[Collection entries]
----
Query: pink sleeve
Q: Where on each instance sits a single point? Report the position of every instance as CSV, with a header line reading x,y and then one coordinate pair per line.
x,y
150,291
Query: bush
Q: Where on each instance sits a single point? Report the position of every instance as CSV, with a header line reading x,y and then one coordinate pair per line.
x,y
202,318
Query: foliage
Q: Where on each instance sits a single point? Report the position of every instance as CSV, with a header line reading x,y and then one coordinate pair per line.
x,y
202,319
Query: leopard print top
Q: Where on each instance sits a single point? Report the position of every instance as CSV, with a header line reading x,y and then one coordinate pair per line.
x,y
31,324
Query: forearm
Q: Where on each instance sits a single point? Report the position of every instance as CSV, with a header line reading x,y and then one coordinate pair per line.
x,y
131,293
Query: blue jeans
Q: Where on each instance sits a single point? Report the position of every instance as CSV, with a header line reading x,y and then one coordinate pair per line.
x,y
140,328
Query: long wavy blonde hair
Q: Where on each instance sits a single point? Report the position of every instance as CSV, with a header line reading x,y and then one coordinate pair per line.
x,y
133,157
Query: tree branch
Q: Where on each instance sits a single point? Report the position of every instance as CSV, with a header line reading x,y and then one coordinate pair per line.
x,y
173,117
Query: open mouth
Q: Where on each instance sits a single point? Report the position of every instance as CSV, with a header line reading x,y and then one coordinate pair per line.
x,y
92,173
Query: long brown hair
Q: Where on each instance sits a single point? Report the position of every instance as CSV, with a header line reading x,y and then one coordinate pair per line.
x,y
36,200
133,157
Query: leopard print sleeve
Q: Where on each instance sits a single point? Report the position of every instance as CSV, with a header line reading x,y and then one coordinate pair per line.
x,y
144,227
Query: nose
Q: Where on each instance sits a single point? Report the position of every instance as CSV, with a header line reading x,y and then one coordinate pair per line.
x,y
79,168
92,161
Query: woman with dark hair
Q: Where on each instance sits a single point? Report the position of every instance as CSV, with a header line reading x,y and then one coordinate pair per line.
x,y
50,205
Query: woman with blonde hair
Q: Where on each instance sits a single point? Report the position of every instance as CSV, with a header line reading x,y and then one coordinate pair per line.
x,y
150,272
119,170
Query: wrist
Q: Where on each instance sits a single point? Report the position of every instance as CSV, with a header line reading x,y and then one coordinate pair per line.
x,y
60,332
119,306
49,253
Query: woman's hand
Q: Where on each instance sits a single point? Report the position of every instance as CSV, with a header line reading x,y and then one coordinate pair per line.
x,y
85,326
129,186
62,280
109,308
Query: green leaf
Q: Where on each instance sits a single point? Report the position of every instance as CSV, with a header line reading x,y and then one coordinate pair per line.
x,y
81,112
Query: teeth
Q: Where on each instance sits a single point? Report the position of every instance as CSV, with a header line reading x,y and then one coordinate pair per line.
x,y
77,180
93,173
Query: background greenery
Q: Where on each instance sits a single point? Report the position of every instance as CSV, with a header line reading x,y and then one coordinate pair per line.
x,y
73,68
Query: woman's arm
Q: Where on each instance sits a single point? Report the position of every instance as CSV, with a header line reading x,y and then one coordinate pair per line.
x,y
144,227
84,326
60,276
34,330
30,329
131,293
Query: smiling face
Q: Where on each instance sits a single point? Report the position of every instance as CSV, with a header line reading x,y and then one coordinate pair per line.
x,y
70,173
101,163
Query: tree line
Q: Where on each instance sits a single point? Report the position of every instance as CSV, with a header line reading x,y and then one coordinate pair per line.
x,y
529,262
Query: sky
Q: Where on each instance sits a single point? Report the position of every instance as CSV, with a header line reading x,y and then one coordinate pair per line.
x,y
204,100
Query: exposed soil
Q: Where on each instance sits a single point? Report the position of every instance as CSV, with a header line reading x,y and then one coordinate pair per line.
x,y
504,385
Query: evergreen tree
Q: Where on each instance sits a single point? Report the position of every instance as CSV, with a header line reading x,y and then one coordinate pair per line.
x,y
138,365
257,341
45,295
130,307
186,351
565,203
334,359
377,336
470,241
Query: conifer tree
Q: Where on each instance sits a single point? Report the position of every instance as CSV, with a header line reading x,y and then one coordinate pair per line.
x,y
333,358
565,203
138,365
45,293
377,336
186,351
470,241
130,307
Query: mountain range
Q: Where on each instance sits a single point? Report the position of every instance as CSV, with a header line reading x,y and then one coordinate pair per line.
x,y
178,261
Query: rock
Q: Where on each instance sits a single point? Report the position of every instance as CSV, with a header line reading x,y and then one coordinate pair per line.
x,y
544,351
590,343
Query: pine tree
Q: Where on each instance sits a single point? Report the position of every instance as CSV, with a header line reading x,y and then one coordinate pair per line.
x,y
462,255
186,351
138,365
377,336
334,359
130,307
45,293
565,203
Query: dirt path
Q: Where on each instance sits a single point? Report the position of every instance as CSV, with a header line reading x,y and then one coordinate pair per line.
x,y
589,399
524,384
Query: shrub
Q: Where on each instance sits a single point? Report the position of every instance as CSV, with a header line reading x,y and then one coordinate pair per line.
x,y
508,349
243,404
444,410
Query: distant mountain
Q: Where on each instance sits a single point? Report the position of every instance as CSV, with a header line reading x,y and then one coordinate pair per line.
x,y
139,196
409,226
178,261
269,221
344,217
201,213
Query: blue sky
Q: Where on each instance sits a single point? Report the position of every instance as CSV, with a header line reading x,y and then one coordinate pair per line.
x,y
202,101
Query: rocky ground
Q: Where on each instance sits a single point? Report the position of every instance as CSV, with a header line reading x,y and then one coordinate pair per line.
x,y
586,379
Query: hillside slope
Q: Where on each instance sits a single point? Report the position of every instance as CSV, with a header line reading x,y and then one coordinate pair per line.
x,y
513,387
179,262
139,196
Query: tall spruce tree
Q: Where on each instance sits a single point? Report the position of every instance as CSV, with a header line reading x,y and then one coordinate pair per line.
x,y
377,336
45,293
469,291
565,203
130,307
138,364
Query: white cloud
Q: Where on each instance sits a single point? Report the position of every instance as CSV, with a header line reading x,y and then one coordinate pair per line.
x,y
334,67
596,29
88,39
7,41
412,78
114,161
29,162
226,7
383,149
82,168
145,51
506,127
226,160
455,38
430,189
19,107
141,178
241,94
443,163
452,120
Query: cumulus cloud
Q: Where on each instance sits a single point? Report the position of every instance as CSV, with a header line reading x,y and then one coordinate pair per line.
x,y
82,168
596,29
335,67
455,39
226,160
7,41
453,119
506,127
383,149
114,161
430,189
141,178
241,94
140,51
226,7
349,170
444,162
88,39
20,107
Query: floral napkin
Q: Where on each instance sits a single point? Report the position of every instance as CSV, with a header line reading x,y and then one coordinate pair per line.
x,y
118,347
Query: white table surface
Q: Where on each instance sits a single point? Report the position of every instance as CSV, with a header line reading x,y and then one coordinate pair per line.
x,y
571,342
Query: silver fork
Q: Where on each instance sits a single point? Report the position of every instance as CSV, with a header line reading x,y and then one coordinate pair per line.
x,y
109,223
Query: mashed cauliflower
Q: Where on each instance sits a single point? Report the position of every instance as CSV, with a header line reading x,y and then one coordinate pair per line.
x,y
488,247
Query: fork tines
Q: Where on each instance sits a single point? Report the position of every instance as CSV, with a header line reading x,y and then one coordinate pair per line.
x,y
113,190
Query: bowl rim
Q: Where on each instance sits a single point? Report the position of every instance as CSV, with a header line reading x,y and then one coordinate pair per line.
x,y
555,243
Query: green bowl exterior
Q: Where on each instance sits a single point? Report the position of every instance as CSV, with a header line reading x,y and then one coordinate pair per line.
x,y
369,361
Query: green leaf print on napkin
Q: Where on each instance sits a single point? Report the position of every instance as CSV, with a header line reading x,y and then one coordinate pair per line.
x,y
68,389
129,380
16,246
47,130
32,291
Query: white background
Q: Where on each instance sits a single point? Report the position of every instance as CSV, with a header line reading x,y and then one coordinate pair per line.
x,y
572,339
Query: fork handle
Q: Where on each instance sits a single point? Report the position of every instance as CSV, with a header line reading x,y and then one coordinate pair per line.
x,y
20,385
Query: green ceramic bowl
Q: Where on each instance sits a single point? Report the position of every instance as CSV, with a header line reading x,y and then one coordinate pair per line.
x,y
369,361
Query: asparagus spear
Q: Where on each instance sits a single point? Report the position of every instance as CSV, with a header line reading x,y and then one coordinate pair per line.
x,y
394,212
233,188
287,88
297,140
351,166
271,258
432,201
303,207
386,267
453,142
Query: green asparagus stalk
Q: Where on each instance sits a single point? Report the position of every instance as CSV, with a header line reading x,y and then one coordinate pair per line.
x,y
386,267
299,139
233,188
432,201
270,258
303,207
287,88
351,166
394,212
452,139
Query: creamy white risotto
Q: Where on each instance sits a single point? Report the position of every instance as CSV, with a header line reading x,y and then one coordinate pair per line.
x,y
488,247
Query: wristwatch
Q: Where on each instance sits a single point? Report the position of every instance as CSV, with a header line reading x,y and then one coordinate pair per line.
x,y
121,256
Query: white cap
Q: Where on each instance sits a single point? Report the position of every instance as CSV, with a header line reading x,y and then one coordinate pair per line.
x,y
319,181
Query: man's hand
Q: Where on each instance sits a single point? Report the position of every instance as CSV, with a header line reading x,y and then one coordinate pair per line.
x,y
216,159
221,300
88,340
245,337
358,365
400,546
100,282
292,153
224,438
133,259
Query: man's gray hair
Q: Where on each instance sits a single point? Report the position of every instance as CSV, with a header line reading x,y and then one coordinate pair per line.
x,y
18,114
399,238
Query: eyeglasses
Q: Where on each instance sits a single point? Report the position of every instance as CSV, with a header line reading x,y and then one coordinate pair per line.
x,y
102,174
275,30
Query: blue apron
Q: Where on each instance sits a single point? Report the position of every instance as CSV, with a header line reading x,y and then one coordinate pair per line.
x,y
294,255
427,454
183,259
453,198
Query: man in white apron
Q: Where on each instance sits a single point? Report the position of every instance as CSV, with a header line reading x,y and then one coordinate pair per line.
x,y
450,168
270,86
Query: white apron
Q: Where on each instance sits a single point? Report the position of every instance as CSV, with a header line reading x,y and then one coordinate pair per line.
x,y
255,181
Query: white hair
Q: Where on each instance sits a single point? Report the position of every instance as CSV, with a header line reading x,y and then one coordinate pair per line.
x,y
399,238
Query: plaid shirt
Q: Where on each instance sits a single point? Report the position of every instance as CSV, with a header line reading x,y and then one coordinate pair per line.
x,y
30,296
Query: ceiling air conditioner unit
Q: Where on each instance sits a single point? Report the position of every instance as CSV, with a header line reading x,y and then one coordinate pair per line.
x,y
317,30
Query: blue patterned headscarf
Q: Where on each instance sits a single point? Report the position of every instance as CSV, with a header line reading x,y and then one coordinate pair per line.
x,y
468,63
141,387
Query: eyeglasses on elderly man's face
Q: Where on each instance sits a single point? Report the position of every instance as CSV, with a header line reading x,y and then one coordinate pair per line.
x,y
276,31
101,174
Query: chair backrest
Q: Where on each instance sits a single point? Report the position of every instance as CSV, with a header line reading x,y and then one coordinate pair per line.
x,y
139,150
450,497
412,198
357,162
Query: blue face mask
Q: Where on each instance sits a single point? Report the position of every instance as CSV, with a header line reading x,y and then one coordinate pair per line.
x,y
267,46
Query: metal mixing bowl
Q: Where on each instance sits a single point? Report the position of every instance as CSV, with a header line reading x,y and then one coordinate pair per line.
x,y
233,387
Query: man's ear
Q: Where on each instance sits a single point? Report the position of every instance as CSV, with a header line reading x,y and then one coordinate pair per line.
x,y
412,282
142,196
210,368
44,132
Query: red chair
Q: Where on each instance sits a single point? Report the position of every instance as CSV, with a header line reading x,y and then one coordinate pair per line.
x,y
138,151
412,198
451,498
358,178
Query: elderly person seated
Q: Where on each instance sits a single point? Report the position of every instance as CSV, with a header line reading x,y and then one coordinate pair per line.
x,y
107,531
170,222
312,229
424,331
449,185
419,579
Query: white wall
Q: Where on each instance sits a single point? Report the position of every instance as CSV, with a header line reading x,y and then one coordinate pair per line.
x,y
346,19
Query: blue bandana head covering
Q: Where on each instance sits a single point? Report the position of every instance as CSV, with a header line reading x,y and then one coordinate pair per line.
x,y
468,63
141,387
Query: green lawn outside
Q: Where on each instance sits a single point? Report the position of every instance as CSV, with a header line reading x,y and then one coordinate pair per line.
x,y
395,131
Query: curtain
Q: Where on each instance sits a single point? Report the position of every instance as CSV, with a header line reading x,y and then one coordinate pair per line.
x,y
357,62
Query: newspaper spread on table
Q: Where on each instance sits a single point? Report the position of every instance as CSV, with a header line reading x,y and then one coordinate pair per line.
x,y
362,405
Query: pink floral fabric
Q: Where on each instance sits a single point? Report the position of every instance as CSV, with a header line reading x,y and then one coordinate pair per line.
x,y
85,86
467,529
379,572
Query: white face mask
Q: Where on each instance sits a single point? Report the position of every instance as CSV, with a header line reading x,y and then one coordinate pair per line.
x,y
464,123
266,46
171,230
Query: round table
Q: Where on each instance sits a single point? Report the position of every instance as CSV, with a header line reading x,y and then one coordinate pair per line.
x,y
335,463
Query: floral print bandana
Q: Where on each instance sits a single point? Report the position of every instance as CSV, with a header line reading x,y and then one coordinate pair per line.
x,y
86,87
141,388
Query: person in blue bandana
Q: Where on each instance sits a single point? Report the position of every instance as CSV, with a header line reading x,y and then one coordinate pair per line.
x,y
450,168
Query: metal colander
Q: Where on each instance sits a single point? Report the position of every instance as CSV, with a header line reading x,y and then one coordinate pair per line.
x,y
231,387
----
ACTIVITY: Transcribe the entries above word for word, from the first line through the line containing "Query: bush", and nothing else.

SOLUTION:
Query: pink sleeve
Q: Where on each instance sits a single point? Report the position of every instance as CSV, with a header line reading x,y and then one coordinate pair per line.
x,y
150,291
Query: bush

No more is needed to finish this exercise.